■ REQUIREMENTS:
Return every line of the rows that contains the word "engine", treating uppercase and lowercase as different.
----- DATASET EXCERPTS -----
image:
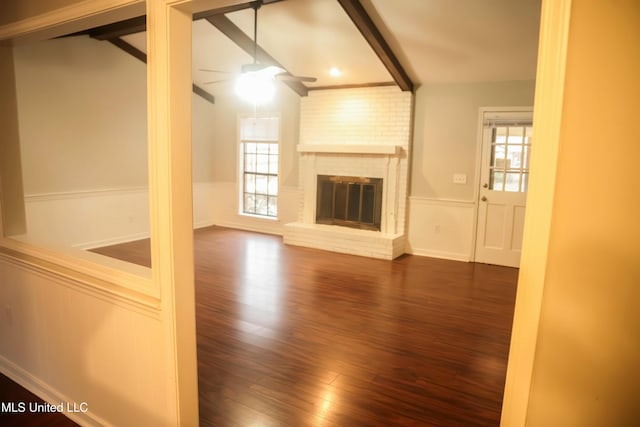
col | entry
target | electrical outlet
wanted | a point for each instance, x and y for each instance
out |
(8, 314)
(459, 178)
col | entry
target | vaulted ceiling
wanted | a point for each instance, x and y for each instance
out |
(435, 41)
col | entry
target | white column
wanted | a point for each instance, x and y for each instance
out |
(170, 193)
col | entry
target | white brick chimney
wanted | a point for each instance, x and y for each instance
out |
(361, 132)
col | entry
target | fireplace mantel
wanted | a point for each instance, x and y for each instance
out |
(385, 150)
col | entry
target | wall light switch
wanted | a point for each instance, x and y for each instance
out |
(459, 178)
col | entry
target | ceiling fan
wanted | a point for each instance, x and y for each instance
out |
(257, 69)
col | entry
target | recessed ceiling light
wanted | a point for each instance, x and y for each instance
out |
(335, 72)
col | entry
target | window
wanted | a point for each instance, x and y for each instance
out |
(510, 153)
(259, 137)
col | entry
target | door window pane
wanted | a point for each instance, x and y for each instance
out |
(509, 163)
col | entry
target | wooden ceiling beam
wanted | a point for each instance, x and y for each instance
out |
(137, 53)
(230, 9)
(244, 42)
(119, 29)
(372, 35)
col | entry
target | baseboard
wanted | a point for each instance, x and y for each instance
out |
(266, 230)
(452, 256)
(204, 224)
(49, 394)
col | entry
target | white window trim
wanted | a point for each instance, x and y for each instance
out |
(240, 164)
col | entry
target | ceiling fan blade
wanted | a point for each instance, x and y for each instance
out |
(215, 81)
(208, 70)
(291, 77)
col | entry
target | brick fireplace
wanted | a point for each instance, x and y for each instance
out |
(361, 133)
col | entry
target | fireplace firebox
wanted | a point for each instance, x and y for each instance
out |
(349, 201)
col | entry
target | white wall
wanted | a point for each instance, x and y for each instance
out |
(442, 214)
(83, 131)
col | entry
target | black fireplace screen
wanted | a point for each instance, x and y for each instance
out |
(349, 201)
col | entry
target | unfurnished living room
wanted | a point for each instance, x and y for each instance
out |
(318, 212)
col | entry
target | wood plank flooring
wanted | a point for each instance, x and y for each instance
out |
(290, 336)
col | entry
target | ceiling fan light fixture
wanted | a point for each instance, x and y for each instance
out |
(256, 87)
(335, 72)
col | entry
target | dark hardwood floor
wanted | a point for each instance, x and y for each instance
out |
(290, 336)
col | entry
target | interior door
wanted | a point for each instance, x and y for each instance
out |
(504, 178)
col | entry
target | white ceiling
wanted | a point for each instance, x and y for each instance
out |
(437, 41)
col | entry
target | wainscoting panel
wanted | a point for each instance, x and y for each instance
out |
(71, 347)
(441, 228)
(89, 219)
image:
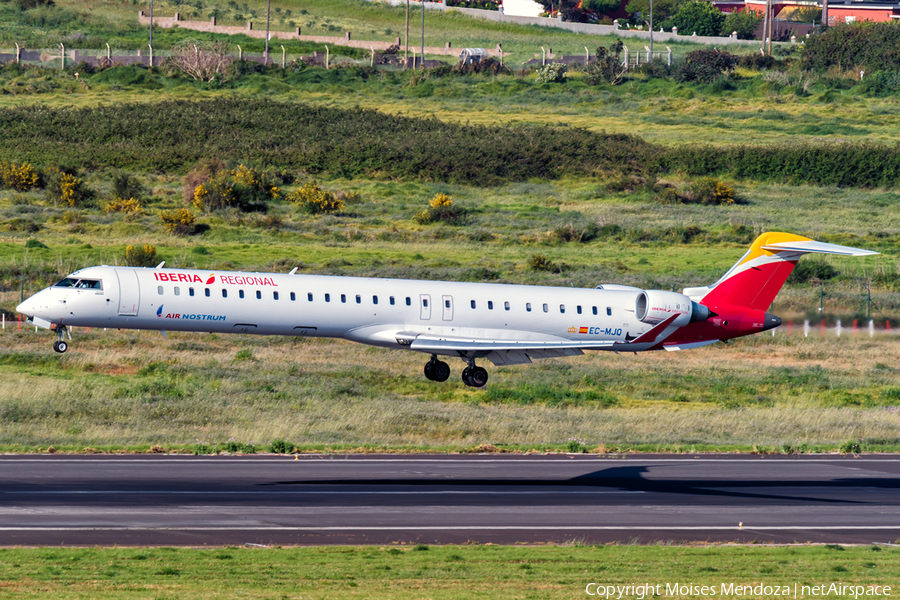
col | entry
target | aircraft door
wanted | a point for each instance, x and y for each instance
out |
(129, 292)
(425, 303)
(448, 308)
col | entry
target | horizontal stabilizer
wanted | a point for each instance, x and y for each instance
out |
(810, 246)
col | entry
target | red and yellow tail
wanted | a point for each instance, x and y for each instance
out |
(755, 280)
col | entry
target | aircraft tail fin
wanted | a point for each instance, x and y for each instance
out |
(756, 279)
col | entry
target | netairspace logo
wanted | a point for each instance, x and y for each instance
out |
(641, 591)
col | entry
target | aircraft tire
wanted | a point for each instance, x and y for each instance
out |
(440, 371)
(478, 377)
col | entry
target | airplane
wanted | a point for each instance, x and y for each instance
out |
(505, 324)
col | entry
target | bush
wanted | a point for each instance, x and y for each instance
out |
(710, 191)
(704, 66)
(20, 177)
(442, 209)
(121, 205)
(552, 73)
(314, 200)
(141, 256)
(179, 221)
(64, 187)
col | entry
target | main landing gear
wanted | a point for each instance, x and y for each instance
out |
(437, 370)
(472, 376)
(60, 344)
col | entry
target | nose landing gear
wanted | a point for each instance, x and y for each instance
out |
(474, 376)
(60, 344)
(437, 370)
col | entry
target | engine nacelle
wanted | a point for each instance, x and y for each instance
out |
(655, 306)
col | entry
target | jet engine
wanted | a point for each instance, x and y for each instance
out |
(655, 306)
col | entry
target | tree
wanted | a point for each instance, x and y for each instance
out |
(745, 23)
(662, 9)
(700, 18)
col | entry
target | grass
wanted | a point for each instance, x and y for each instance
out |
(419, 571)
(121, 389)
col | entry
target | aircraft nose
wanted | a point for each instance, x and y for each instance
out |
(771, 322)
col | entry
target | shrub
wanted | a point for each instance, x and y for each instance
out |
(710, 191)
(314, 200)
(704, 66)
(67, 189)
(140, 256)
(442, 209)
(122, 205)
(20, 177)
(552, 73)
(179, 221)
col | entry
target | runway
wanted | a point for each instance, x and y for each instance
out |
(437, 499)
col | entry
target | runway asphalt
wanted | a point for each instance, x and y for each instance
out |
(436, 499)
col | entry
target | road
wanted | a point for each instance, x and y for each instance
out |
(433, 499)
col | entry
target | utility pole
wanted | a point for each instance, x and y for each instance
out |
(268, 9)
(423, 34)
(406, 53)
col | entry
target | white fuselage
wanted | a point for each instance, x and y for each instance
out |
(371, 311)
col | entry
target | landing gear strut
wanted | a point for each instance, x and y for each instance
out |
(437, 370)
(60, 344)
(474, 376)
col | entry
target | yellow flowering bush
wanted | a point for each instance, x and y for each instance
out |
(313, 199)
(20, 177)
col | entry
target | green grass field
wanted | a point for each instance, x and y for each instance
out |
(418, 571)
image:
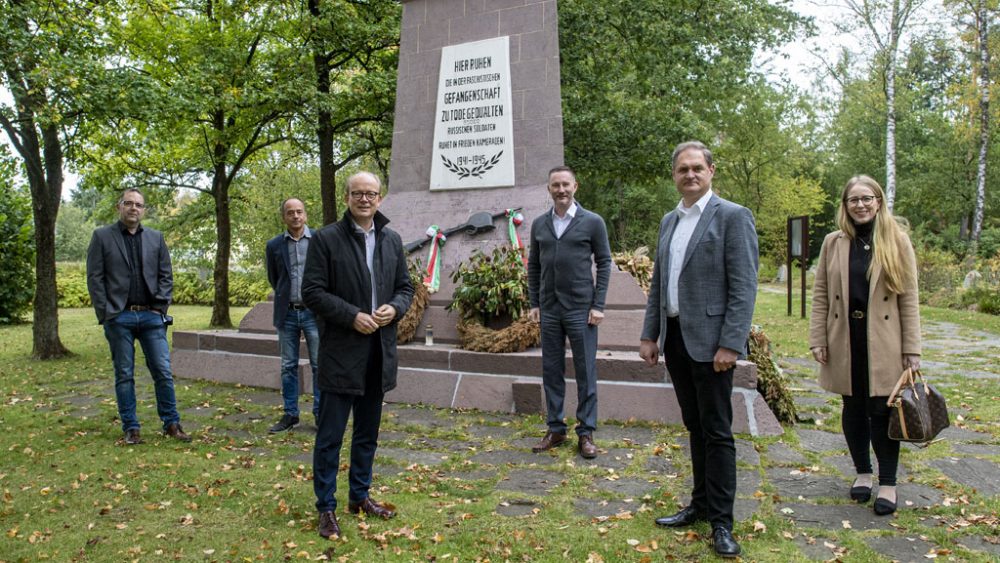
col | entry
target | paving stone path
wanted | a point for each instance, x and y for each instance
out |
(802, 477)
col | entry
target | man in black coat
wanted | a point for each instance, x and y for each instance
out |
(357, 284)
(131, 284)
(286, 261)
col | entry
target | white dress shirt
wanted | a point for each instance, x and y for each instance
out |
(370, 258)
(689, 217)
(560, 223)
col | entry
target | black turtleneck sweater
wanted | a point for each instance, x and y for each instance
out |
(858, 283)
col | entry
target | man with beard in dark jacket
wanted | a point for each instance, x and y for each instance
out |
(356, 282)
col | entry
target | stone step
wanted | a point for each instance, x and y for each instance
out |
(446, 376)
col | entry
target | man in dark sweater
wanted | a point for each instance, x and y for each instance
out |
(356, 282)
(565, 244)
(131, 283)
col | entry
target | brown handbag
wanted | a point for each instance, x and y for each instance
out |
(917, 412)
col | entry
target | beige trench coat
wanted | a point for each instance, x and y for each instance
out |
(893, 320)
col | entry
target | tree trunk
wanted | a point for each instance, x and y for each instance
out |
(223, 229)
(224, 233)
(890, 108)
(46, 193)
(984, 124)
(324, 131)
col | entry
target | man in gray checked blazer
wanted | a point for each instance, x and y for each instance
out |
(565, 244)
(701, 302)
(131, 282)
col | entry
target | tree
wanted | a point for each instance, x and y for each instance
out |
(885, 22)
(17, 249)
(51, 63)
(976, 14)
(216, 85)
(354, 52)
(638, 77)
(765, 162)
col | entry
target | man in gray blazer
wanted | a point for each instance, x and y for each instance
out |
(701, 302)
(131, 284)
(565, 244)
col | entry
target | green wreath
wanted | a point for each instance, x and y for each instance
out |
(488, 287)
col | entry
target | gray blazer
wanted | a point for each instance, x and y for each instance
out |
(717, 286)
(559, 269)
(108, 271)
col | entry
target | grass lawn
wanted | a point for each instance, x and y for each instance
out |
(71, 491)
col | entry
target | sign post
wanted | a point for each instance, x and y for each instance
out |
(798, 247)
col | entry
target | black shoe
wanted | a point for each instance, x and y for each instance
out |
(132, 437)
(687, 516)
(884, 507)
(725, 543)
(861, 494)
(287, 422)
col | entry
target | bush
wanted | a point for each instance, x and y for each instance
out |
(189, 288)
(17, 254)
(937, 270)
(982, 298)
(71, 285)
(491, 286)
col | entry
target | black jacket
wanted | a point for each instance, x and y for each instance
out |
(108, 267)
(336, 285)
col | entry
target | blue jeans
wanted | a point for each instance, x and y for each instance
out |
(556, 327)
(148, 327)
(298, 323)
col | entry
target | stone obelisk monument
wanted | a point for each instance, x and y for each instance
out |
(478, 125)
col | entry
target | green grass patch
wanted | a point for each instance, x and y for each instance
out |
(71, 491)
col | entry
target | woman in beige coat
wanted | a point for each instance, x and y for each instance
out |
(865, 328)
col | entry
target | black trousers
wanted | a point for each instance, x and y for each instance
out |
(334, 410)
(864, 419)
(707, 410)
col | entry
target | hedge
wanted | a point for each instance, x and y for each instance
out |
(189, 288)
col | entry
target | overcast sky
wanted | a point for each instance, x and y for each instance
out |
(798, 61)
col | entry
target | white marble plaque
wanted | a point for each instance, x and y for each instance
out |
(473, 143)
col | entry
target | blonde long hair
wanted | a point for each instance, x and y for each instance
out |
(892, 250)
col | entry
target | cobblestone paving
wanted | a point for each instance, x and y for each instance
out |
(802, 476)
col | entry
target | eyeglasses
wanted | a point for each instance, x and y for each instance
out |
(864, 200)
(370, 196)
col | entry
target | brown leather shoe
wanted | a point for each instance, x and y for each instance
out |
(175, 431)
(132, 437)
(372, 508)
(551, 440)
(328, 526)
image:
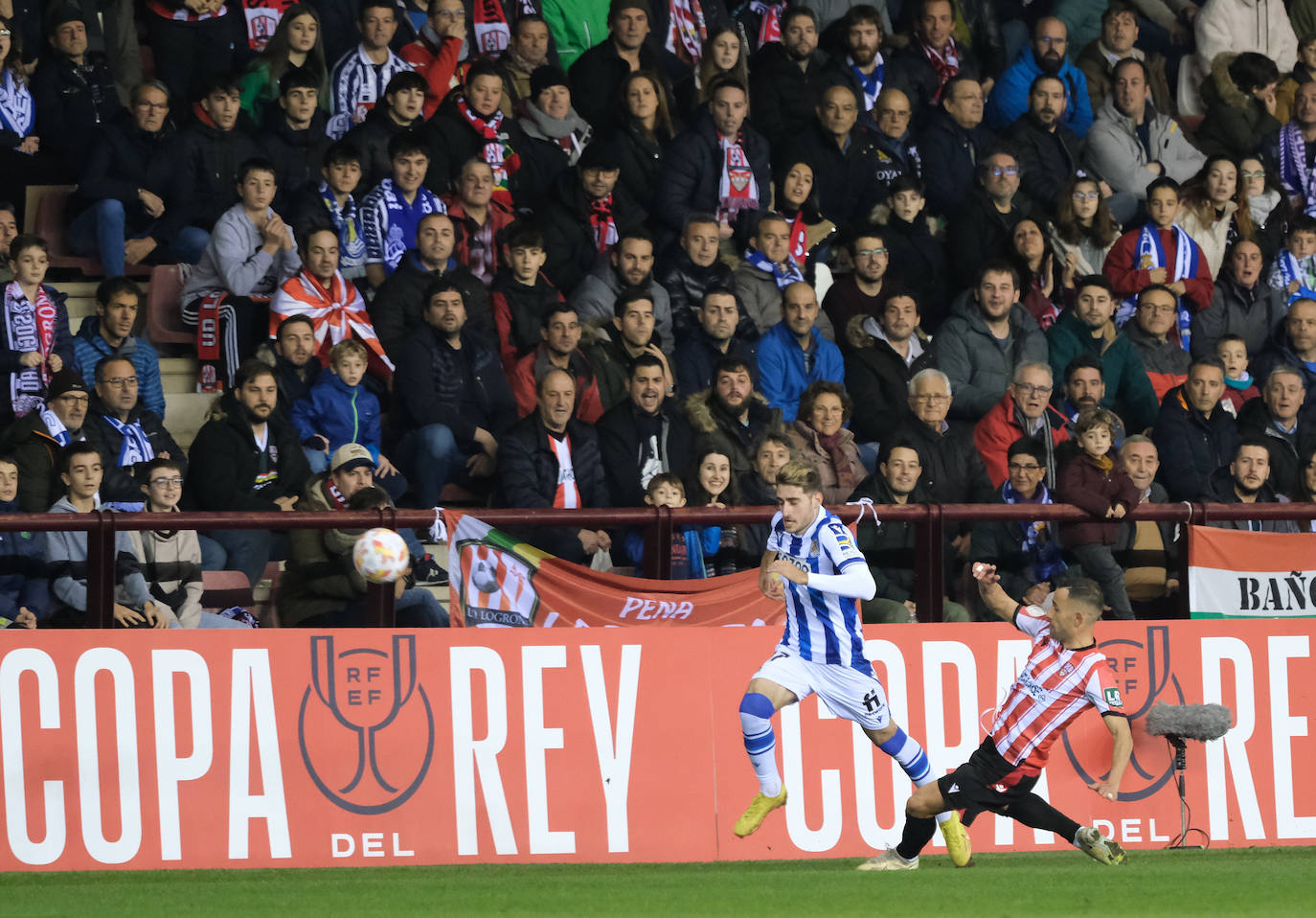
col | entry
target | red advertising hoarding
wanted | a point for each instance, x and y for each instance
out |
(359, 747)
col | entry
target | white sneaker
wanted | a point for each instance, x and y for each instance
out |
(889, 861)
(1098, 847)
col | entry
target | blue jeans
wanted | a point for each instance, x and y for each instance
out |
(102, 229)
(416, 608)
(214, 558)
(435, 459)
(250, 549)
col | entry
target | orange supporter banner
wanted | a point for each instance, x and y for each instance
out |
(1235, 573)
(504, 583)
(358, 747)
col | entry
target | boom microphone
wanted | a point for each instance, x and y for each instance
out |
(1202, 722)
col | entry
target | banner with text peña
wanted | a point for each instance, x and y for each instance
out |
(504, 583)
(359, 747)
(1252, 574)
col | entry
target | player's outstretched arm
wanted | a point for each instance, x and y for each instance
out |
(1120, 751)
(992, 595)
(769, 585)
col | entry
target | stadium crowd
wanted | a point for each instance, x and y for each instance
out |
(573, 253)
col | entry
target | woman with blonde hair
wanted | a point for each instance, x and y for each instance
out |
(1083, 231)
(724, 56)
(820, 438)
(1209, 207)
(645, 126)
(296, 42)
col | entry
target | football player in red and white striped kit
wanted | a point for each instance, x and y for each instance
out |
(1063, 676)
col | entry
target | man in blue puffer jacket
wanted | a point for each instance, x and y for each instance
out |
(340, 410)
(794, 354)
(23, 562)
(1009, 101)
(111, 333)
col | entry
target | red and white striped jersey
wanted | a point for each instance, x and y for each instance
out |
(1055, 686)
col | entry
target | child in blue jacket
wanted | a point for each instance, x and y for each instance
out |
(24, 589)
(340, 410)
(690, 544)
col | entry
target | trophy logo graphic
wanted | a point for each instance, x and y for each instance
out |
(358, 724)
(1143, 676)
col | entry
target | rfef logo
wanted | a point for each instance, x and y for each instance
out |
-----
■ EXERCISE SOLUTION:
target | engine nacelle
target | jet engine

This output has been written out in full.